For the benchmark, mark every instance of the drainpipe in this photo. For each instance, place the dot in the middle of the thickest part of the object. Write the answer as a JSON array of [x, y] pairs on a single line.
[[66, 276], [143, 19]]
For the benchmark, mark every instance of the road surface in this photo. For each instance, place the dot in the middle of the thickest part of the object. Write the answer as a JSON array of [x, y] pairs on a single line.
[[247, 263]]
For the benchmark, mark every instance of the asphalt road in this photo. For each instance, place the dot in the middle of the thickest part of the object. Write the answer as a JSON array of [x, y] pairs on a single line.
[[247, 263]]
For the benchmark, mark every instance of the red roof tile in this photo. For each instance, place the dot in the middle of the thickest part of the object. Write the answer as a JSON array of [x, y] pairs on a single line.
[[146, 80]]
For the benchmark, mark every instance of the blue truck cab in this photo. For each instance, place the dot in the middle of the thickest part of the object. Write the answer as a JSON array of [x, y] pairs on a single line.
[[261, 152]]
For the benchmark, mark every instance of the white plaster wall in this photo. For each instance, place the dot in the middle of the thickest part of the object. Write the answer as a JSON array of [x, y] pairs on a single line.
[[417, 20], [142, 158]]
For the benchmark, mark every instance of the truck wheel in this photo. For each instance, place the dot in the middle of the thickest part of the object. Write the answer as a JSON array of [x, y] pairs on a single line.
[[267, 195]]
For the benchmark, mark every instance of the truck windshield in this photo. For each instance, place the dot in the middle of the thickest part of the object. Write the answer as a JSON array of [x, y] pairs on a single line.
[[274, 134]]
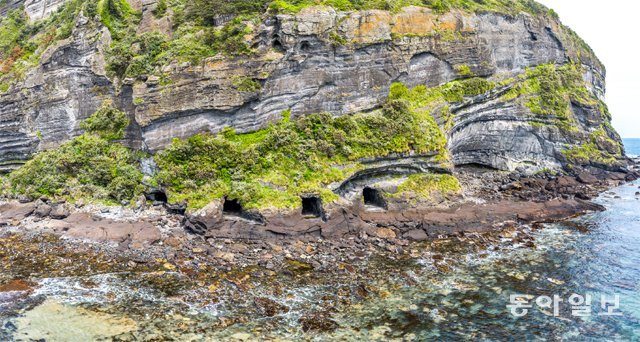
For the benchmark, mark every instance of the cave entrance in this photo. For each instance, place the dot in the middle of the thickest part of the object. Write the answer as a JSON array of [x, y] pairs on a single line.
[[157, 195], [232, 207], [374, 198], [312, 206]]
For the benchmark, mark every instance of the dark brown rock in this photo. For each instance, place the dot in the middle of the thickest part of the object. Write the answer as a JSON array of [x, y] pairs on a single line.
[[59, 212], [587, 178], [318, 321], [416, 235]]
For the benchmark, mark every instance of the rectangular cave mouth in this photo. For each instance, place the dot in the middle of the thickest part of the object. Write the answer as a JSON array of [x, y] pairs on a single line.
[[232, 207], [373, 197], [312, 206], [157, 196]]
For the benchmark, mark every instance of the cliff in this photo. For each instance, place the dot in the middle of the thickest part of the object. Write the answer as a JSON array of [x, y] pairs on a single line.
[[503, 87]]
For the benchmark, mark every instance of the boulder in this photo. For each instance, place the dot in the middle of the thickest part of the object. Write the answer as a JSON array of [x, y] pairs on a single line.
[[59, 212], [42, 209], [204, 219], [587, 178]]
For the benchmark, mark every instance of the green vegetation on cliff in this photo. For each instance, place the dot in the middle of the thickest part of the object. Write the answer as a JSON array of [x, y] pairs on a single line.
[[440, 6], [548, 91], [92, 166], [426, 187], [22, 42], [271, 168]]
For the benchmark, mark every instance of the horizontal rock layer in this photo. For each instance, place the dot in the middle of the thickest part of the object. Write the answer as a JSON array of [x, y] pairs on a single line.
[[301, 66]]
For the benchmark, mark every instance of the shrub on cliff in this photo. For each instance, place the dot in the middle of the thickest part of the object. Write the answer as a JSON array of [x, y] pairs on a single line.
[[107, 122], [90, 166]]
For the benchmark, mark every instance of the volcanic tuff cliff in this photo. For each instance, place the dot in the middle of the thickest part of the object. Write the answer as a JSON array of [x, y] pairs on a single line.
[[508, 90]]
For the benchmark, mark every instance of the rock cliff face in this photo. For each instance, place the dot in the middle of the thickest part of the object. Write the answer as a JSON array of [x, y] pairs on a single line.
[[318, 60], [448, 92]]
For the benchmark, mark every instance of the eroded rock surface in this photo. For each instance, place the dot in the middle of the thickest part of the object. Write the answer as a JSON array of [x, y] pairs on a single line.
[[300, 67]]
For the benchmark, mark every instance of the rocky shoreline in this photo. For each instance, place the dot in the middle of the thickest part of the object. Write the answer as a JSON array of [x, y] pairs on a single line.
[[492, 202], [153, 248]]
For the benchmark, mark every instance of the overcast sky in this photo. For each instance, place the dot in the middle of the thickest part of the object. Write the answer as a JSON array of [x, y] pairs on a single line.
[[612, 29]]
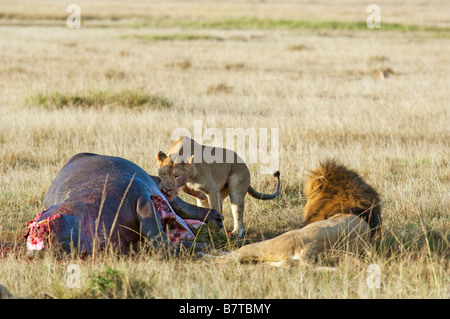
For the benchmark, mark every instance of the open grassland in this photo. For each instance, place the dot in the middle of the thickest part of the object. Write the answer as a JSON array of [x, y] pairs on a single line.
[[135, 72]]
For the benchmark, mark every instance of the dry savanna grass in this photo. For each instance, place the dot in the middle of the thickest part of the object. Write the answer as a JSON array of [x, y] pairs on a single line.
[[135, 72]]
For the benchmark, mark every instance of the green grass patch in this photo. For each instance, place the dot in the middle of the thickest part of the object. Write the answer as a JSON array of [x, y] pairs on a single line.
[[134, 99], [265, 24], [178, 37]]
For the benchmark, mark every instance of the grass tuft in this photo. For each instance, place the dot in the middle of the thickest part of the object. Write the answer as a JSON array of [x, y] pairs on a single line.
[[133, 99]]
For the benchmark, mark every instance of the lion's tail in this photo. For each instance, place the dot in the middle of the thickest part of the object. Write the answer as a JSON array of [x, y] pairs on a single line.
[[253, 193]]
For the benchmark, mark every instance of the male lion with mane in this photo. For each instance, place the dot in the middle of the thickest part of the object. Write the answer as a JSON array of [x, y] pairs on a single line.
[[342, 212]]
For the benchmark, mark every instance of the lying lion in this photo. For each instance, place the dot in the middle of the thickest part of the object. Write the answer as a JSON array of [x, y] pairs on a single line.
[[342, 212]]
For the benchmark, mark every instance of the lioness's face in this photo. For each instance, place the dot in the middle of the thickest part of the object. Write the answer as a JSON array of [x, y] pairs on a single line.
[[173, 175]]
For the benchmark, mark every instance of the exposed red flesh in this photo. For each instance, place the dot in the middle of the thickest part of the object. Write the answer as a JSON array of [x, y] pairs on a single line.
[[38, 231], [173, 229]]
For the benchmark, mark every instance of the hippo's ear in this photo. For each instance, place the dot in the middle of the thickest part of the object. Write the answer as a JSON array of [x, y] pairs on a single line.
[[161, 157]]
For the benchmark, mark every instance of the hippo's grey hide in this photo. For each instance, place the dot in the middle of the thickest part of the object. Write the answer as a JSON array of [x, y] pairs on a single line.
[[104, 200]]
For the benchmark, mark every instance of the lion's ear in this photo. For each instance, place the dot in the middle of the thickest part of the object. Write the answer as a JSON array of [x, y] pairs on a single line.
[[160, 158], [192, 168], [319, 182]]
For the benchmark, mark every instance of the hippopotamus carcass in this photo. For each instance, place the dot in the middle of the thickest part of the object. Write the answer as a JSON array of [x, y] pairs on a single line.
[[96, 201]]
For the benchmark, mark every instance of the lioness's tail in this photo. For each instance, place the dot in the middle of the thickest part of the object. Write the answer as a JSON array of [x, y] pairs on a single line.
[[253, 193]]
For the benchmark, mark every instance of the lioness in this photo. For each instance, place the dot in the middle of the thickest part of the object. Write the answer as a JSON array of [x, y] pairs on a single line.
[[341, 211], [211, 176]]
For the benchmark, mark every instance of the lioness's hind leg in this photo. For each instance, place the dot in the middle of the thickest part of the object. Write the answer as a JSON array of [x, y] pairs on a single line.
[[237, 208]]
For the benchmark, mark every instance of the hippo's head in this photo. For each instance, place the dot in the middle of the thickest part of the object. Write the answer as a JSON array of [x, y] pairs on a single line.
[[70, 225]]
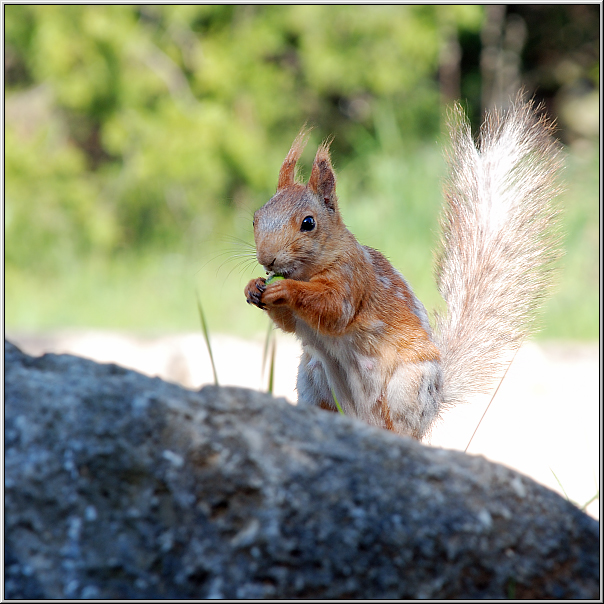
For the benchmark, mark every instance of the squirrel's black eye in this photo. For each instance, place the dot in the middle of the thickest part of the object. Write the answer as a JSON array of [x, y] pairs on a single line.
[[308, 224]]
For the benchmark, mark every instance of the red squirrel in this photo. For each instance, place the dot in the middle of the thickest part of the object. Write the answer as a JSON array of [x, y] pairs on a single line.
[[366, 338]]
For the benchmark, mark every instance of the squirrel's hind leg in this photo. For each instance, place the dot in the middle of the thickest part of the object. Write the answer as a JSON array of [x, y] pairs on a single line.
[[413, 395]]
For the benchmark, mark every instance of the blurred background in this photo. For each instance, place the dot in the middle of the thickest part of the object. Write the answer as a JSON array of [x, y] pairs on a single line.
[[140, 139]]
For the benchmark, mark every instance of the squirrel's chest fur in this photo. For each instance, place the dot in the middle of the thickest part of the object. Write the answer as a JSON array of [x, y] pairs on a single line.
[[384, 357]]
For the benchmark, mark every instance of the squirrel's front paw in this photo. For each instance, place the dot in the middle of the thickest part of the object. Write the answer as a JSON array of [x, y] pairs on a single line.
[[277, 293], [254, 290]]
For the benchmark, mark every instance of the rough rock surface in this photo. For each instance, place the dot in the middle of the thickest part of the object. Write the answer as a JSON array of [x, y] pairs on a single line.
[[122, 486]]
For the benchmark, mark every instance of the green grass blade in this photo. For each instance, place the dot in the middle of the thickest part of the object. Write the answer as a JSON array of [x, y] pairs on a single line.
[[206, 336], [560, 484], [594, 498]]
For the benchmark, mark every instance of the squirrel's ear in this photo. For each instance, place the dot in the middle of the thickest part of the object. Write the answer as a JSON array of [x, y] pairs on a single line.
[[322, 177], [287, 172]]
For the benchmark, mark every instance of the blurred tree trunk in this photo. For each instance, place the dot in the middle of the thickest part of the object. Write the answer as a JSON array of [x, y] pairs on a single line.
[[449, 71], [503, 38]]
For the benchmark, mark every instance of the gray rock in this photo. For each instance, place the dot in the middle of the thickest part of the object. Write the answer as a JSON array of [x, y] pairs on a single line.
[[122, 486]]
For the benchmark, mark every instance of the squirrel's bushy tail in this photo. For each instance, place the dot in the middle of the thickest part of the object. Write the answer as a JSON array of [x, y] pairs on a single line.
[[499, 243]]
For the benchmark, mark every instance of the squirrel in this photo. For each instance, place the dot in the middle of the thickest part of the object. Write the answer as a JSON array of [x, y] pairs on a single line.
[[367, 340]]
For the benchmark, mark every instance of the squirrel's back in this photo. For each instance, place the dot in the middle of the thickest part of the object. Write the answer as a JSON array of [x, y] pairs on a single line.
[[366, 338]]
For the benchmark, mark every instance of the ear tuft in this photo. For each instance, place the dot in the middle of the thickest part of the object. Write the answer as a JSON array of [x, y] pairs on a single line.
[[288, 168], [322, 177]]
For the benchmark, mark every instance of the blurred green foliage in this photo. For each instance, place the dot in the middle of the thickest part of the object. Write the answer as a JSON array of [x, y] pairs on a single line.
[[137, 135]]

Task description:
Switch "photo" to "image" in the listing from its first line through the line containing "[[261, 152]]", and give only those lines, with nothing else changed.

Answer in full:
For the benchmark, mark every instance of the drainpipe in this image. For each instance, place the dot in the middle of the thickest part of the object. Write the answer as a JSON array of [x, y] pairs on a single line.
[[66, 276], [143, 19]]
For the benchmark, mark every instance of the road surface in this image. For each instance, place the dot in the middle of the thickest part of the object. Write the answer as a JSON array of [x, y] pairs on a single line.
[[247, 263]]
For the benchmark, mark every instance of the asphalt road in this image. For each instance, place the dot in the middle of the thickest part of the object. Write the answer as a JSON array of [x, y] pairs on a single line.
[[247, 263]]
For the benchmark, mark every instance of the red roof tile in this image. For each instance, place the dot in the middle of the thickest part of the object. Write the answer as a JSON array of [x, y] pairs on a single line.
[[146, 80]]
For the benchmark, mark every instance of the blue truck cab in this image. For each instance, place the dot in the middle of the thickest part of the object. Write the answer as a JSON array of [x, y] pairs on a single line.
[[261, 152]]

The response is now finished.